• _What the task requires_:
Give the records below as a numbered list, leaving out any blank lines.

• _Dataset excerpts_:
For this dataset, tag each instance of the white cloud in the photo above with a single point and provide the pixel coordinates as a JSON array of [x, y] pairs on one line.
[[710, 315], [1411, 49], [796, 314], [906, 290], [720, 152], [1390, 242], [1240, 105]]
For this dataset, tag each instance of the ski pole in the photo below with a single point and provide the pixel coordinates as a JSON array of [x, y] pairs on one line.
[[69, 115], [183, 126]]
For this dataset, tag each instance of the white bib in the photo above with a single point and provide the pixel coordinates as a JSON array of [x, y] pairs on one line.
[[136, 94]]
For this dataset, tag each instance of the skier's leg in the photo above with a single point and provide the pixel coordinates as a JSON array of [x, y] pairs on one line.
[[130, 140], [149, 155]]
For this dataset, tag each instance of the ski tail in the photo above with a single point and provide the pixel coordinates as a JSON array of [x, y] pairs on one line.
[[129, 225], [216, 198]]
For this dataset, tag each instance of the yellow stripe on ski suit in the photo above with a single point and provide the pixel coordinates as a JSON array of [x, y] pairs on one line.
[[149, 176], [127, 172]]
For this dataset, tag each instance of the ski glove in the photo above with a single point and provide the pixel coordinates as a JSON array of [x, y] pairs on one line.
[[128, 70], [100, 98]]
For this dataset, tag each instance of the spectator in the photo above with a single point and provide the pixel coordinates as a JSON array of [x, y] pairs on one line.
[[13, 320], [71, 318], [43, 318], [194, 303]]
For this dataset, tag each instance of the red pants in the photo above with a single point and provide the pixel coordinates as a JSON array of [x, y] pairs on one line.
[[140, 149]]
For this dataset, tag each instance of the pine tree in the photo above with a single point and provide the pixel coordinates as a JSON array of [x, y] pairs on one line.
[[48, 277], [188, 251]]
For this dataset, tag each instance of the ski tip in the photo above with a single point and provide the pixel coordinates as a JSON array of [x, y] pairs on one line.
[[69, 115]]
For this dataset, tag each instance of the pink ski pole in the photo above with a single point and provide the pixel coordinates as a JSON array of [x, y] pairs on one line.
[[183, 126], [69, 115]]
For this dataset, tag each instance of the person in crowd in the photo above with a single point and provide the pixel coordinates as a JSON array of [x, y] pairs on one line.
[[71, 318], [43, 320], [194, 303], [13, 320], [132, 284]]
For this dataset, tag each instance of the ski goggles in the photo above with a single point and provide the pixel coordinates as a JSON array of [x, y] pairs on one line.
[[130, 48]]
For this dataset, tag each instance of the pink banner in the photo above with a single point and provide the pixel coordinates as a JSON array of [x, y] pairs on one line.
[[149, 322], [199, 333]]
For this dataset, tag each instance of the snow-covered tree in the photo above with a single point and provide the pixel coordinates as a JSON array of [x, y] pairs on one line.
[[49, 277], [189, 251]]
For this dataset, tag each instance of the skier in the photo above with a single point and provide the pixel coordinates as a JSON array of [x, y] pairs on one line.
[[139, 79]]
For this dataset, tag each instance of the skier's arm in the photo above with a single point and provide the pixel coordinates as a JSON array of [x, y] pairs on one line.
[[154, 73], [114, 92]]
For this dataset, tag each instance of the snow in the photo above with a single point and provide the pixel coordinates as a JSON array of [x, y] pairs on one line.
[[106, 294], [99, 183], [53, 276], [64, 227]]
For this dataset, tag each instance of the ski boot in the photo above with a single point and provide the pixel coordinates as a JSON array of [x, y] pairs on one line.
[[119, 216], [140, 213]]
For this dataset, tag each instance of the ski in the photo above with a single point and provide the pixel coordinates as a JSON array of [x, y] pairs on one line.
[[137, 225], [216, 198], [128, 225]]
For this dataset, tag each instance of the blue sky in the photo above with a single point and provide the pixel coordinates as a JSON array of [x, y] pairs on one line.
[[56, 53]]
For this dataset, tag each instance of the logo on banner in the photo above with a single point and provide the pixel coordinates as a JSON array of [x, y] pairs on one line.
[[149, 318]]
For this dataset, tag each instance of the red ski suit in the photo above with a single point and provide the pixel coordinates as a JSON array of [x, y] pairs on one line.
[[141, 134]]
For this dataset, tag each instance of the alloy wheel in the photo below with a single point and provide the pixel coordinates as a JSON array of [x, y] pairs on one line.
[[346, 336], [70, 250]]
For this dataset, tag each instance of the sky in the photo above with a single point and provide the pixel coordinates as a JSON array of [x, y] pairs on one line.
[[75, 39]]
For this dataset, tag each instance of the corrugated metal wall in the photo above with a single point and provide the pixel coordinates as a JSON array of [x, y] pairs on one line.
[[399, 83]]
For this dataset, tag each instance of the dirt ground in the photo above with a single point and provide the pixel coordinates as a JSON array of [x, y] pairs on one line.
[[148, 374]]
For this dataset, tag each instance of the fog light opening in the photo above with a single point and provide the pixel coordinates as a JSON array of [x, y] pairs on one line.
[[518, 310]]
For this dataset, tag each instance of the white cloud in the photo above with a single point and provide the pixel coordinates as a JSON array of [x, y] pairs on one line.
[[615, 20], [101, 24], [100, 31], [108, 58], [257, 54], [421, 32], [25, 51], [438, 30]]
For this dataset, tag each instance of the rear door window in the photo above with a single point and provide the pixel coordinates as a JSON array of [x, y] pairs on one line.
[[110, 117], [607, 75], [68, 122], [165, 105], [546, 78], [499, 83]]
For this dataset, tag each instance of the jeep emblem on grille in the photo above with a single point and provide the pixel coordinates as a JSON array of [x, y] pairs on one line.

• _Solution_:
1. For this dataset, tag each instance of the white cloud in the photo above with a single point and provide the pixel coordinates as a JSON array of [x, y] pairs on one line.
2. [[710, 315], [1411, 49], [796, 314], [906, 290], [720, 152], [1390, 242], [1240, 105]]
3. For this dataset, tag each instance of the ski pole in the photo below with a single point and provide the pixel coordinates as a JSON array of [x, y] pairs on one line.
4. [[69, 115], [183, 126]]
5. For this dataset, tag each instance of the white bib in the photo above with a single point and provide the pixel coordinates as a JSON array of [x, y] pairs on one line.
6. [[136, 94]]
7. For this dataset, tag each instance of the skier's leg in the photo above with a single point and provide the pixel coordinates as a JSON array of [x, y] pairs on one line.
8. [[130, 140], [149, 155]]
9. For this dataset, tag each instance of the ski tail in the photo above with a single point and provide the pixel coordinates as a JSON array of [x, y] pairs on one line.
10. [[129, 225], [216, 198]]
11. For this dataset, tag each instance of the yellow stripe on ski suit in the photo above with a single point and provide the pixel coordinates as a JSON array of [x, y] pairs on one line.
12. [[149, 176], [127, 172]]
13. For this dataset, tag each instance of the ski glove in the photo above with a single point and provide the pixel coordinates as a JSON array of [x, y] pairs on one line.
14. [[128, 70], [100, 98]]
15. For this dataset, tag each instance of the spectator in the photo above with a single point and provide the pixel coordinates as a JSON array of [x, y] pairs on one line.
16. [[13, 320], [71, 318], [43, 318], [194, 303]]
17. For this dataset, tag each instance of the red pants in the photo above with a single point and provide the pixel coordinates as a JSON array of [x, y] pairs on one line.
18. [[140, 149]]
19. For this dataset, tag each instance of the pine tree in the photo above with a single point and provide the pixel coordinates as a JSON array of [x, y] pairs on one line.
20. [[48, 277], [188, 251]]
21. For this dataset, tag each instance of the ski tip in the photo above with a single point and provide the pixel coordinates as a JSON array of [x, y] pairs on one line.
22. [[69, 115]]
23. For this dataset, tag each instance of the pink ski pole in the photo above with a single point and provide the pixel coordinates as a JSON array of [x, y] pairs on one line.
24. [[183, 126], [69, 115]]
25. For this dataset, tag each instance of the person in crowd in the photo above with a single point and provide the pixel coordinates as a JSON array of [x, y] pairs on one line.
26. [[71, 318], [43, 320], [194, 303], [13, 320], [132, 284]]
27. For this dataset, tag each instance of the ski goggles in the photo above with a single point and provide the pixel coordinates as a JSON array of [x, y] pairs on one line.
28. [[130, 48]]
29. For this dataset, tag each instance of the pink banner in the photo above with a single point and provide the pixel coordinates as a JSON array of [x, y] pairs on one line.
30. [[149, 322], [199, 333]]
31. For this dataset, tag each instance of the snow-covered tree in the photo above with a single point and provide the pixel coordinates as a JSON array of [x, y] pairs on one line.
32. [[49, 277], [189, 251]]
33. For this dataset, tag each instance of the skier in the photo above with a single point and provide the pixel coordinates as a JSON array of [x, y] pairs on one line.
34. [[139, 79]]
35. For this dataset, tag each instance of the skier's arm in the photo above with a single point and provide the pixel coordinates as a JSON array of [x, y] pairs on one line.
36. [[154, 73], [114, 92]]
37. For this dataset, tag each instance of the snow in the photo above with a single point and provide the pixel coordinates as a JSON array of [x, y] pairs on one line.
38. [[106, 294], [99, 183], [53, 276], [64, 227]]
39. For this dataset, tag each instance of the ski boot in the photo above with a single point and provide the pixel coordinates as a JSON array of [x, y] pairs on one line.
40. [[119, 216], [140, 213]]
41. For this dataset, tag each instance of the ski in the photo above with a single point and provide the pixel coordinates as a JSON array of [x, y] pairs on one line.
42. [[137, 225], [216, 198], [128, 225]]
43. For this dataset, tag each instance of the blue sky in the photo above with a single point and provide the pixel coordinates as a JSON array of [x, y] pairs on one line.
44. [[56, 53]]
45. For this dataset, tag each instance of the logo on banner in the photo above with a single point and provide the pixel coordinates as a JSON array of [x, y] pairs on one line.
46. [[149, 318]]
47. For this dataset, tag each instance of the red ski suit in the photo above with a single point and provide the pixel coordinates as a JSON array of [x, y] pairs on one line.
48. [[141, 134]]
49. For this dataset, tag each instance of the alloy wheel in the photo below with a single point and provide the pixel coordinates as a JSON array of [x, y] pairs on one line.
50. [[346, 336], [70, 250]]
51. For this dataset, tag each instance of the sky in the photo above with a single point and provide the pixel coordinates as a JSON array of [x, y] pairs on one line.
52. [[75, 39]]
53. For this dataset, tag each instance of the corrugated metal wall in the photo above with a single point and provide the pixel coordinates as a JSON array of [x, y] pairs on one line.
54. [[399, 83]]
55. For this dataset, tag each instance of the dirt ground in the photo above with a single point and provide the pixel coordinates as a JSON array of [x, y] pairs on one line.
56. [[148, 374]]
57. For this dataset, tag each instance of the fog light opening in the photo above with a single point and provide the pixel coordinates as a JSON array of [x, y] pairs on one line.
58. [[518, 310]]
59. For this dataset, tag each instance of the white cloud in the photo above with a single point and provide the pixel coordinates as a JSON array of [x, y] pairs on one line.
60. [[615, 20], [101, 24], [100, 31], [108, 58], [257, 54], [421, 32], [25, 51], [438, 30]]
61. For this dataset, tag each instance of the rear door window in the photo above with a single point and provide the pixel coordinates as a JSON array of [x, y] pairs on one line.
62. [[110, 117], [607, 75], [68, 122], [165, 105], [546, 78], [499, 83]]
63. For this dataset, tag each instance of the jeep emblem on grille in the photo above with a single point and provide the pixel coordinates as a JSON array of [x, y] pairs on one line.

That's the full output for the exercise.